DOCUMENT PASSAGE >>
----

I am trying to use asymmetric encryption to encrypt firmware. The bootloader will decrypt and update the flash. This is on a embedded device with 32 bit CPU executing at 60MHz.
I want to use ECC due to its varies advantages. I am new to encryption and my understanding os ECC as implemented in ECIES is to use ECC for the key generation and use AES for actual data encryption. Due to code and ram size, I cannot support multiple encryption algorithms.
Is there a implementation of ECC that can be used just like AES. All I am looking for is to use a "Private key" to encrypt firmware and the bootloader uses "Public Key" to decrypt it.
Thanks.
I'm not sure that you completely understand what ECIES consists of:
http://en.wikipedia.org/wiki/Integrated_Encryption_Scheme
That's quite a bit of work, and it requires a whole lot of primitives, including at least one symmetric primitive, it seems to me. That might as well be AES.
Let's start from the last sentence of the question:
All I am looking for is to use a "Private key" to encrypt firmware and the bootloader uses "Public Key" to decrypt it.

----

DATASET >>
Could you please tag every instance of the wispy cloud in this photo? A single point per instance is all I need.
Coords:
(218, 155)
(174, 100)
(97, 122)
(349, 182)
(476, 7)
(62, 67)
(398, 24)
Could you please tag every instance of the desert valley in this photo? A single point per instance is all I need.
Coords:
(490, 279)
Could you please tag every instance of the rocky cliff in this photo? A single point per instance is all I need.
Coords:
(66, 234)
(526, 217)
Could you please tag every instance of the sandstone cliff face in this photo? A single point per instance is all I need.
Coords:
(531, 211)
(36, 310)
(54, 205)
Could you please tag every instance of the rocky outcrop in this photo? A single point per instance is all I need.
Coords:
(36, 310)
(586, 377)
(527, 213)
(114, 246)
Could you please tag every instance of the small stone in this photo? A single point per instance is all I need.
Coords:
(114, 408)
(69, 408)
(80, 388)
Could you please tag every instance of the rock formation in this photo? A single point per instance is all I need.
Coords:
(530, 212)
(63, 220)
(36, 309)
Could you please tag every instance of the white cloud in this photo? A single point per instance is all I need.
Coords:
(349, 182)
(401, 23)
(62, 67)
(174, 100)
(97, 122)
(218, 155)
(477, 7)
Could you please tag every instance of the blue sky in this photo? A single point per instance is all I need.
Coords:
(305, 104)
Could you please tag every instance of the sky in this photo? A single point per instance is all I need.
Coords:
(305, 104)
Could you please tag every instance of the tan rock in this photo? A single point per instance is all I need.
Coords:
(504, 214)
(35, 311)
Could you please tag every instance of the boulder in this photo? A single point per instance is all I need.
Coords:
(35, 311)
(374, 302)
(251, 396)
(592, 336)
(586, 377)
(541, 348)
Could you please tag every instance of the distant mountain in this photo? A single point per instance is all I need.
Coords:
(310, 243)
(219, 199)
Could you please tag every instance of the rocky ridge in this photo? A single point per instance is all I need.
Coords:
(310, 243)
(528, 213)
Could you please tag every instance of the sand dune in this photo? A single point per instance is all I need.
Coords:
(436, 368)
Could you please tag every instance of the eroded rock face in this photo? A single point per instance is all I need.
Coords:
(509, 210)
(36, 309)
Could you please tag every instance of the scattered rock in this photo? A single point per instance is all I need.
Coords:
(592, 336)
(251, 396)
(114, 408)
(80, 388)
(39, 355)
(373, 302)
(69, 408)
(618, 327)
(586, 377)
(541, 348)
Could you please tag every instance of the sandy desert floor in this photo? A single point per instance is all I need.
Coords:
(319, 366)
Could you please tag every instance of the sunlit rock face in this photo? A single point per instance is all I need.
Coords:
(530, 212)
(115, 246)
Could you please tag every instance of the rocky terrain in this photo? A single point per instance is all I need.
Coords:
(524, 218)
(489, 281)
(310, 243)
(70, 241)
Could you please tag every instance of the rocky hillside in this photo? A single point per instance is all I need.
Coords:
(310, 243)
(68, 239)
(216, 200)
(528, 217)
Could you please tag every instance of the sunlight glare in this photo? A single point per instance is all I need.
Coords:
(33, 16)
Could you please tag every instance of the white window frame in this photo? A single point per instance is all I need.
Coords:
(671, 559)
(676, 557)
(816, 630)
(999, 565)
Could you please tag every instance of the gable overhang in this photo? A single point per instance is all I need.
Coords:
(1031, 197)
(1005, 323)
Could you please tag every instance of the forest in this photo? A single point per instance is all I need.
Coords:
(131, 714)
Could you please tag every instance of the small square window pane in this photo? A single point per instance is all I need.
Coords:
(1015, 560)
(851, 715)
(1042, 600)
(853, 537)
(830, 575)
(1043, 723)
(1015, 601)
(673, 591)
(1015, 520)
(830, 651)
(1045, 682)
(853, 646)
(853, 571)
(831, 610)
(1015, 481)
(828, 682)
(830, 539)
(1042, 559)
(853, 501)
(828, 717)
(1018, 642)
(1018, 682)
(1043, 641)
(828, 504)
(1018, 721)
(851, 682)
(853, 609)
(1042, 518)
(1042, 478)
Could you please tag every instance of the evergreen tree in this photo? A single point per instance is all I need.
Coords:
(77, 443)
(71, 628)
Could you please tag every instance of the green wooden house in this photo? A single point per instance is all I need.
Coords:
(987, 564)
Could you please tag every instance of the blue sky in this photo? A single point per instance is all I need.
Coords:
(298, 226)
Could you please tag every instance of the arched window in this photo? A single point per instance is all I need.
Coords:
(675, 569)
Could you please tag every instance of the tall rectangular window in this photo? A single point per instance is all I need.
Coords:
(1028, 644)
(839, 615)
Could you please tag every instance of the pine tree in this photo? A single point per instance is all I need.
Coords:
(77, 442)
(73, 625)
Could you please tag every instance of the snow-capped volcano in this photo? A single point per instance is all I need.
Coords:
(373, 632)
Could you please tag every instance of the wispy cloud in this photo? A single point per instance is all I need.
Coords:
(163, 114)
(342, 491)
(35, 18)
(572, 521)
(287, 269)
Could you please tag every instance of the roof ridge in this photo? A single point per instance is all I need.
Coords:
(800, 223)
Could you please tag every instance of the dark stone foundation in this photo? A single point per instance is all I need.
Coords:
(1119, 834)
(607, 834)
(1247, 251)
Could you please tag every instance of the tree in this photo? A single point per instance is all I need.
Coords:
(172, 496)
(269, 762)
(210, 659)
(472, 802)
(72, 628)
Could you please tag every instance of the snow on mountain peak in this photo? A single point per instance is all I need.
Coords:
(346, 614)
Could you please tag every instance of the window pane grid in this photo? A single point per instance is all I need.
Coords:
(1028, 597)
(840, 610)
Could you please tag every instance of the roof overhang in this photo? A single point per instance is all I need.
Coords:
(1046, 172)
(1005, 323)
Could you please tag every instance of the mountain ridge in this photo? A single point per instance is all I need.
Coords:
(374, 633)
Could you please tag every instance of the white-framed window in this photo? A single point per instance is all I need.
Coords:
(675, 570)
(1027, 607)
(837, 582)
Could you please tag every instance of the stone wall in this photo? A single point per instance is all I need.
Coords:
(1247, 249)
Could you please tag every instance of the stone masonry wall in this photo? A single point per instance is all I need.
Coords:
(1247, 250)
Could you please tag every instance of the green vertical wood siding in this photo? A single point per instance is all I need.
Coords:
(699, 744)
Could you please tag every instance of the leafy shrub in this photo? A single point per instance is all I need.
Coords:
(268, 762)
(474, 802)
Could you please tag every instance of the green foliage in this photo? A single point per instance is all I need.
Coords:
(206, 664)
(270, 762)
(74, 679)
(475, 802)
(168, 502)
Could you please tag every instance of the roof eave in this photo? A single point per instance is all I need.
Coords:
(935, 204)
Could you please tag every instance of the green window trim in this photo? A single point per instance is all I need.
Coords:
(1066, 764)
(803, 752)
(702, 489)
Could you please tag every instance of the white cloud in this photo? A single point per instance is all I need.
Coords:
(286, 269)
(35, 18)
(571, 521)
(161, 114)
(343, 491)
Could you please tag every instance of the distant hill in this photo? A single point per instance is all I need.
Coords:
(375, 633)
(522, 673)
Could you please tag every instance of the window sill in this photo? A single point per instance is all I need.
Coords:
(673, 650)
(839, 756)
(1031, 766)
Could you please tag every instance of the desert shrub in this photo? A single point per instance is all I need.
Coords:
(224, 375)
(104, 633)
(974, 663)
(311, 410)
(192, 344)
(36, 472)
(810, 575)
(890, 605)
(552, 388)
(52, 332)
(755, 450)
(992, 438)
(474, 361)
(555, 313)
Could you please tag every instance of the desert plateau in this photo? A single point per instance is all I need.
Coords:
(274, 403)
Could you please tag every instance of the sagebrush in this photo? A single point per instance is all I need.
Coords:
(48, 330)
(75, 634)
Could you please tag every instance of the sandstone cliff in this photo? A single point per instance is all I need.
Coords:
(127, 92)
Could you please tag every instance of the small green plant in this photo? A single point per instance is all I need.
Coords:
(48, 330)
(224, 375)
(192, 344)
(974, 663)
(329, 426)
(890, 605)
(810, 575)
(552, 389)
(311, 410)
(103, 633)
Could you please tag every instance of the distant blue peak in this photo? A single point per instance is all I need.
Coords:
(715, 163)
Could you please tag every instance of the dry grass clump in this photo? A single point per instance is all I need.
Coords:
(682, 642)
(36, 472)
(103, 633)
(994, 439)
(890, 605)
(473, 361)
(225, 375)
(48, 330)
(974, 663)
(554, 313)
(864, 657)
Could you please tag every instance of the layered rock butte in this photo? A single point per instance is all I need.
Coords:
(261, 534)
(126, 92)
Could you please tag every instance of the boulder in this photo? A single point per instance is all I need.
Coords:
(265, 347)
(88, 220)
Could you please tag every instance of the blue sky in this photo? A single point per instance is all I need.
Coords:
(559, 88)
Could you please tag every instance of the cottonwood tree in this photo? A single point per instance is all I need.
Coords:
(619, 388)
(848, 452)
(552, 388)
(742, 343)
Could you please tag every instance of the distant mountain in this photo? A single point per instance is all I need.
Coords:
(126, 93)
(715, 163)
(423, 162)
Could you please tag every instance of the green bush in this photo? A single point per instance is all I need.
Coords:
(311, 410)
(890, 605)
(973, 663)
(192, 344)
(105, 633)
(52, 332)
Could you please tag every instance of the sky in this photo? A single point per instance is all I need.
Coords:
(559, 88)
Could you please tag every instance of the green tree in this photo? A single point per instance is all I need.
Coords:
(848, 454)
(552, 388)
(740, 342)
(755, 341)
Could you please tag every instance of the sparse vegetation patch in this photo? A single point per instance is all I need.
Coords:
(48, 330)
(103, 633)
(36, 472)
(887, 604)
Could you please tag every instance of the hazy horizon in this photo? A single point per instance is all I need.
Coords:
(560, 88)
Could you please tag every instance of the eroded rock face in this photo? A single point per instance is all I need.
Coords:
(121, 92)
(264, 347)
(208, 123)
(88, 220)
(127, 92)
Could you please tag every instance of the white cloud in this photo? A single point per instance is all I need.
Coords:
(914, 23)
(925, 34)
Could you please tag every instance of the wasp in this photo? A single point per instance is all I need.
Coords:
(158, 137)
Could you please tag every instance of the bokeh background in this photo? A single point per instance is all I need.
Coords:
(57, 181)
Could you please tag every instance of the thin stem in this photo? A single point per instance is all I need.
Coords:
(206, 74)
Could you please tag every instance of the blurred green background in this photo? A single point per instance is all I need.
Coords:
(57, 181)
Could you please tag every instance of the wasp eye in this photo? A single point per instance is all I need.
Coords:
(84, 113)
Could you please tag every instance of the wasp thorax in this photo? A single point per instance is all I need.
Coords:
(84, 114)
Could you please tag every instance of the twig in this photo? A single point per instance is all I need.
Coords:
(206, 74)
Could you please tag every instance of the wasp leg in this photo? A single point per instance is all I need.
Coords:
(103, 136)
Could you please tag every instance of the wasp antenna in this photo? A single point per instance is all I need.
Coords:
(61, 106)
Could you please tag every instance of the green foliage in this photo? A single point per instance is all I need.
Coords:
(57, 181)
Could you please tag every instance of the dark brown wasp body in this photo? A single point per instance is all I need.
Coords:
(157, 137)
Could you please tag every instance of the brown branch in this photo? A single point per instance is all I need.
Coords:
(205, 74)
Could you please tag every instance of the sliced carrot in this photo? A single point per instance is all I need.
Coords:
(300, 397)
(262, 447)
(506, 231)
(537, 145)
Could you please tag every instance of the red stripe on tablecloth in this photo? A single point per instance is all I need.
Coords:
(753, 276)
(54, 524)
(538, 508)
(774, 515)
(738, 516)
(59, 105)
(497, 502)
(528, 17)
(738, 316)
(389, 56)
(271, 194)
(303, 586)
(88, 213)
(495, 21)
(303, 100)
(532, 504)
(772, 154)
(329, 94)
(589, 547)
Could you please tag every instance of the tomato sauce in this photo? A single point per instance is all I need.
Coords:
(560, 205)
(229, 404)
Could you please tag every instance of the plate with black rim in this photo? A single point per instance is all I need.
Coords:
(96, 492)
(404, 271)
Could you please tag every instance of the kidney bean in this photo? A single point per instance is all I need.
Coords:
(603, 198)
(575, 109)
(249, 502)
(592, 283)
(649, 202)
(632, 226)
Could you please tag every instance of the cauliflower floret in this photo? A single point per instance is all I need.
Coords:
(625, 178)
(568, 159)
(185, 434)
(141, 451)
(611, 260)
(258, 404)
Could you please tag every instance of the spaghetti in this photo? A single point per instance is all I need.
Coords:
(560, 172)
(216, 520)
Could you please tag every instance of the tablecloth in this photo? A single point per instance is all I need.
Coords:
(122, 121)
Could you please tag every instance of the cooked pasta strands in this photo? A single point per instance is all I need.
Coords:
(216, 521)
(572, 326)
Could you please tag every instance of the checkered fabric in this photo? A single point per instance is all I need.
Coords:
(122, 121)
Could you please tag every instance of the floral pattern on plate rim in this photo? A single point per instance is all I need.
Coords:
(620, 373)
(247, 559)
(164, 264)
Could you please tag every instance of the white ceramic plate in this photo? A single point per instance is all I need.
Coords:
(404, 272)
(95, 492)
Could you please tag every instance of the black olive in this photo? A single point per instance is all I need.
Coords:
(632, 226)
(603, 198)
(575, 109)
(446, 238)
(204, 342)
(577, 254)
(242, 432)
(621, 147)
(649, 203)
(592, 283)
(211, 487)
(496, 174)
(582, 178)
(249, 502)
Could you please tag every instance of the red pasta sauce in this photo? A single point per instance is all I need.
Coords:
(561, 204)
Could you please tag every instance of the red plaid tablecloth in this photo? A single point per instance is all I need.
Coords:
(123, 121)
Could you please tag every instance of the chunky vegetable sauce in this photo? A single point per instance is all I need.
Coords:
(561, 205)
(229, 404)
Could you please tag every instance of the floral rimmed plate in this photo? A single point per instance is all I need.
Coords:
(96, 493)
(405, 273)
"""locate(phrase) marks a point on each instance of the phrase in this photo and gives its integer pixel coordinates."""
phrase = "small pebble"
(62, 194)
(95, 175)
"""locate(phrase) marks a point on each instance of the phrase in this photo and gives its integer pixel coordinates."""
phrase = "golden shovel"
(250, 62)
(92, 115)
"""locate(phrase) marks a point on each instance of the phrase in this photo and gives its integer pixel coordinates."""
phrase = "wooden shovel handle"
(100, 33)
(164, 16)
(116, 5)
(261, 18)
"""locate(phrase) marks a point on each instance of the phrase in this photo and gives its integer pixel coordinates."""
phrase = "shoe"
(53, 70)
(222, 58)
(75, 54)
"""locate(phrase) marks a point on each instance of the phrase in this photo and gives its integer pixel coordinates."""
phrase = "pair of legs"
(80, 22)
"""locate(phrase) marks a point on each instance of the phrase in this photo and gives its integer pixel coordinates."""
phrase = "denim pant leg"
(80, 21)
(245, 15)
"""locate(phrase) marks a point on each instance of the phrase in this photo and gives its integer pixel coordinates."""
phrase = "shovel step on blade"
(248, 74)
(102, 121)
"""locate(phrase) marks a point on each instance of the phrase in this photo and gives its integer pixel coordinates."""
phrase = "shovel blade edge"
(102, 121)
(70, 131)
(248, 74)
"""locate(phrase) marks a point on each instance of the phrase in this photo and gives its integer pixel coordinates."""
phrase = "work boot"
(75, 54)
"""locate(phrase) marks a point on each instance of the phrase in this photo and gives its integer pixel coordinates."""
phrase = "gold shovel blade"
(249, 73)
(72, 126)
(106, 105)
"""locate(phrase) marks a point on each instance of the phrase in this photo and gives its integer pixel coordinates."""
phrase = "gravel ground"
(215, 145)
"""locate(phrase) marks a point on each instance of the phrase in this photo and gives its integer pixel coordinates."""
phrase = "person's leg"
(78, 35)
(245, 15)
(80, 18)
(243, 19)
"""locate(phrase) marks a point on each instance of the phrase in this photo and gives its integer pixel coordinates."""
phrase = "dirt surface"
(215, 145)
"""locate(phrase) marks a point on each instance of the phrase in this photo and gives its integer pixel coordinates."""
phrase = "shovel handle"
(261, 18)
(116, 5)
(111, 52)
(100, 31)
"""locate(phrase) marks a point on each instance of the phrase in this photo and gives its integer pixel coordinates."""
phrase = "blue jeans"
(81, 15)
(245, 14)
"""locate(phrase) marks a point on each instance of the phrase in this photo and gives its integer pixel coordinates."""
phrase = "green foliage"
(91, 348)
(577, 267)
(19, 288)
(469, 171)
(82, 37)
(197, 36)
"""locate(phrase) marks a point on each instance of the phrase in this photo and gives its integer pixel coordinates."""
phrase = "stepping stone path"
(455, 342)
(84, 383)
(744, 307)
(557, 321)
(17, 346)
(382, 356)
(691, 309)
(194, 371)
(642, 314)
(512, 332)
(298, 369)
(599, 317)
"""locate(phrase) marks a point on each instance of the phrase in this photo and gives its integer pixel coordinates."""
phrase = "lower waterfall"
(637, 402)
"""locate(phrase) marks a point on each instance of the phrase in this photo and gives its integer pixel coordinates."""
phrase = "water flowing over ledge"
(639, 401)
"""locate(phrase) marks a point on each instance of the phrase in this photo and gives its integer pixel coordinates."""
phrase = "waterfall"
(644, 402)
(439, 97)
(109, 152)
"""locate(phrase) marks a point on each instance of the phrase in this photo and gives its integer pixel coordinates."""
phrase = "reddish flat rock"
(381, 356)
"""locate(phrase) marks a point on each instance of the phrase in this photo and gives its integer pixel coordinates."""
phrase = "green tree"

----

PROBLEM STATEMENT >> Carry on the firmware encryption discussion from its final sentence. The records are separate from the firmware encryption discussion.

WRITTEN RESPONSE >>
There's some confusion in terminology here. Private keys are used to decrypt (or sign) and public keys are used to encrypt (or verify). If I understand correctly, what you want is for the bootloader to verify a signature on the firmware so that only a firmware that was properly signed by yourself will be accepted by the bootloader.
There are various asymmetric signature schemes which can be used for this purpose, including some which are based on eliptic curve cryptography. For example you could use the OpenSSL implementation of ECDSA (see http://www.openssl.org/docs/crypto/ecdsa.html).
I'm afraid there's not enough information in the question to properly choose the best signature scheme (and possibly an encryption scheme as well if there is a need to keep the firmware secret). In any case, good cryptography is not enough to make a system secure and other considerations such as secure implementation are no less important.
If this is is something that is important for you to protect and that you are worried that hackers may try to break, I would strongly advise procuring the services of a security professional. Using cryptography correctly is a very tricky business that requires a full understanding of the system - otherwise you may find yourself in a situation like this
If you look for "authentication" you have to use asymmetric algorithm like EC, this usually done because if the user or process want to update the "firmware" he should identify him self to the bootloader by his "signature" to check who request this update.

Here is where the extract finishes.